We are downgrading our rating on Verizon Communications Inc. (NYSE:VZ) from Buy to Hold after disappointing results.

Verizon shares fell 6.7% on Friday (July 22) after the company released Q2 2022 results. Since we initiated our Buy rating in September 2021, VZ stock has lost 14.8% (after dividends), about 4 ppt worse than the S&P 500 index and less than 1 ppt better than AT&T (T), which was Hold-rated in this period:

Verizon vs. AT&T Performance (Since 17Sep-21)

Verizon vs. AT&T Performance (Since 17-Sep-21)

Source: Google Finance and company websites.

While we were always conscious of the commoditized nature of the U.S. Wireless market, we thought Verizon would be shielded by its premium offering, disciplined execution and Mobile Virtual Network Operator (“MVNO”) partnerships with top U.S. Cable operators. Q2 results showed Verizon was not immune to intensifying sector competition and struggled to pass on higher inflation, and management now expects EBITDA to be flat or down for 2022.

Verizon stock is now trading at 8.6x 2022 guided EPS and a 5.8% Dividend Yield, but our renewed concerns about the risks to Verizon’s profitability from irrational competitors means we no longer view VZ stock as a Buy.

EBITDA Declines in Q2 and Likely FY22

Verizon’s EBITDA fell year-on-year in Q2, and the decline may continue into full-year 2022.

For Q2, group EBITDA fell 2.6% year-on-year and 1.3% sequentially. Revenues were flattish compared to prior periods, but with a mix shift to lower margin Wireless Equipment revenues, and were outpaced by expenses:

Verizon Group P&L (Q2 2022 vs. Prior Periods)

(Stored data entries)
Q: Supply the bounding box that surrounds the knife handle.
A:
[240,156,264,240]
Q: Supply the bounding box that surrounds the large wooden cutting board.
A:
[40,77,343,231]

> [DESCRIPTION OF THE TASK]: According to the Verizon analysis, by what percentage did group EBITDA fall year-on-year in Q2? Rely only on the Verizon analysis, not on the rows.

> [WRITTEN SOLUTION]: It fell 2.6% year-on-year.